======== DATASET EXCERPTS

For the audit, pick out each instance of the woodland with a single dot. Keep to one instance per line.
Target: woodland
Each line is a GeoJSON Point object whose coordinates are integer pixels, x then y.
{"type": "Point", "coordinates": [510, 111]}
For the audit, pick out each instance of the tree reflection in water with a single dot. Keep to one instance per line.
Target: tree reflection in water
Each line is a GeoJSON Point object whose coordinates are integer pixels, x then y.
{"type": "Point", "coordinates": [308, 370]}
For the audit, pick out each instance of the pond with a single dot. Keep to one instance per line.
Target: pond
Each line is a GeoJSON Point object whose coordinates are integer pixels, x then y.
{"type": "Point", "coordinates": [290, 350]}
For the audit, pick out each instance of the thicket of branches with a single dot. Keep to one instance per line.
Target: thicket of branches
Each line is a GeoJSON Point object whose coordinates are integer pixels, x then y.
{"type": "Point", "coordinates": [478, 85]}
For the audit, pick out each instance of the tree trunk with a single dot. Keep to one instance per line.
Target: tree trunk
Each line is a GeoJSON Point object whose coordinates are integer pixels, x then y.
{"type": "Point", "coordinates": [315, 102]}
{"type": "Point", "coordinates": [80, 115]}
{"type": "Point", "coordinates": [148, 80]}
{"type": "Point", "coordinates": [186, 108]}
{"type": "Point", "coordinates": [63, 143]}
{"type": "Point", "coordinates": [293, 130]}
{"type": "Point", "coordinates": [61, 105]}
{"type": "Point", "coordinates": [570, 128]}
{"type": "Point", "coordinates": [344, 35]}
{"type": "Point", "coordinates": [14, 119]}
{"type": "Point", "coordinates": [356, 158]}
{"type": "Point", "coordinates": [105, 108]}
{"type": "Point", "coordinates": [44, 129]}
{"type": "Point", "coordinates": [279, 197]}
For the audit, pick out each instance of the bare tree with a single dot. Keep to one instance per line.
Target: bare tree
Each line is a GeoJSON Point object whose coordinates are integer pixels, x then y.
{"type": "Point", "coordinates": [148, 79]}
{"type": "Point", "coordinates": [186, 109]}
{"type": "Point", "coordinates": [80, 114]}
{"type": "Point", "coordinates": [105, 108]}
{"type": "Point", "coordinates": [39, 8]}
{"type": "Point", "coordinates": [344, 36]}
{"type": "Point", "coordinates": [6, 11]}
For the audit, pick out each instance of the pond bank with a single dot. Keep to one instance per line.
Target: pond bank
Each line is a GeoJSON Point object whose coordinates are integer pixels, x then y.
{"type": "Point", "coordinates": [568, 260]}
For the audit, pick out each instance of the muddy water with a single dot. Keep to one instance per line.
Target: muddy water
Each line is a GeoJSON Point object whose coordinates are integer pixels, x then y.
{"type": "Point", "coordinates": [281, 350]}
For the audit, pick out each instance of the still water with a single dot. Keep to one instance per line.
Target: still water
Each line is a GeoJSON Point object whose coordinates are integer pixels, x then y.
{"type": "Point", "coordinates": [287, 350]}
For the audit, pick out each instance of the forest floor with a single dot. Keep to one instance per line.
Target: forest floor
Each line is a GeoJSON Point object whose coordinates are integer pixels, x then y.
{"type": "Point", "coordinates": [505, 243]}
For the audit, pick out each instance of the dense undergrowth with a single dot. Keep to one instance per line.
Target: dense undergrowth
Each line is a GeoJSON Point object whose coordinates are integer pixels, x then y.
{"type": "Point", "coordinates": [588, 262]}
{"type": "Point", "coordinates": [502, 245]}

================

◆ PROBLEM TO WORK ON ◆
Rewrite all the entries above, swapping "single dot" for "single marker" wherever it occurs and leaving everything else unchanged.

◆ WORKED ANSWER ◆
For the audit, pick out each instance of the woodland with a single marker. Keep to one instance per line.
Target: woodland
Each line is a GeoJSON Point object whose coordinates are integer pixels, x then y.
{"type": "Point", "coordinates": [510, 111]}
For the audit, pick out each instance of the tree reflection in water with a single marker. Keep to one instance per line.
Target: tree reflection in water
Each line is a GeoJSON Point object whose coordinates are integer pixels, x then y.
{"type": "Point", "coordinates": [308, 370]}
For the audit, pick out each instance of the pond with a single marker. Keep to one instance per line.
Target: pond
Each line is a GeoJSON Point object whose coordinates are integer pixels, x then y.
{"type": "Point", "coordinates": [290, 350]}
For the audit, pick out each instance of the thicket of branches with a single marker. Keep to one instance per line.
Target: thicket of branches
Each line is a GeoJSON Point object whose coordinates are integer pixels, x then y.
{"type": "Point", "coordinates": [478, 85]}
For the audit, pick out each instance of the tree trunk with a single marker. Keep to one instance per line.
Target: tree trunk
Each line is a GeoJSON Point object whose coordinates are integer pixels, x then y.
{"type": "Point", "coordinates": [315, 102]}
{"type": "Point", "coordinates": [80, 115]}
{"type": "Point", "coordinates": [148, 80]}
{"type": "Point", "coordinates": [186, 108]}
{"type": "Point", "coordinates": [63, 143]}
{"type": "Point", "coordinates": [293, 130]}
{"type": "Point", "coordinates": [61, 105]}
{"type": "Point", "coordinates": [570, 128]}
{"type": "Point", "coordinates": [344, 35]}
{"type": "Point", "coordinates": [14, 119]}
{"type": "Point", "coordinates": [356, 158]}
{"type": "Point", "coordinates": [105, 108]}
{"type": "Point", "coordinates": [44, 129]}
{"type": "Point", "coordinates": [279, 197]}
For the audit, pick out each instance of the bare tree with a single marker. Keep to one instance per line.
Target: bare tree
Each line is a GeoJSON Point object whose coordinates are integer pixels, x then y.
{"type": "Point", "coordinates": [148, 79]}
{"type": "Point", "coordinates": [186, 109]}
{"type": "Point", "coordinates": [80, 114]}
{"type": "Point", "coordinates": [105, 108]}
{"type": "Point", "coordinates": [39, 8]}
{"type": "Point", "coordinates": [344, 36]}
{"type": "Point", "coordinates": [6, 11]}
For the audit, pick out each instance of the pond bank with a single marker. Keep to one instance per line.
Target: pond bank
Each line is a GeoJSON Point object whose coordinates are integer pixels, x then y.
{"type": "Point", "coordinates": [568, 260]}
For the audit, pick out each instance of the muddy water with a single marker. Keep to one instance per line.
Target: muddy water
Each line is a GeoJSON Point object whose coordinates are integer pixels, x then y.
{"type": "Point", "coordinates": [281, 350]}
For the audit, pick out each instance of the still water with a single marker. Keep to one instance per line.
Target: still water
Each line is a GeoJSON Point object whose coordinates are integer pixels, x then y.
{"type": "Point", "coordinates": [287, 350]}
For the audit, pick out each instance of the forest floor with a single marker. Keep to one instance per line.
Target: forest floor
Each line is a GeoJSON Point object whose coordinates are integer pixels, x then y.
{"type": "Point", "coordinates": [505, 243]}
For the audit, pick out each instance of the dense undergrowth with a single marker. Keep to one instance per line.
Target: dense undergrowth
Each line is a GeoJSON Point object whose coordinates are integer pixels, x then y.
{"type": "Point", "coordinates": [588, 262]}
{"type": "Point", "coordinates": [502, 245]}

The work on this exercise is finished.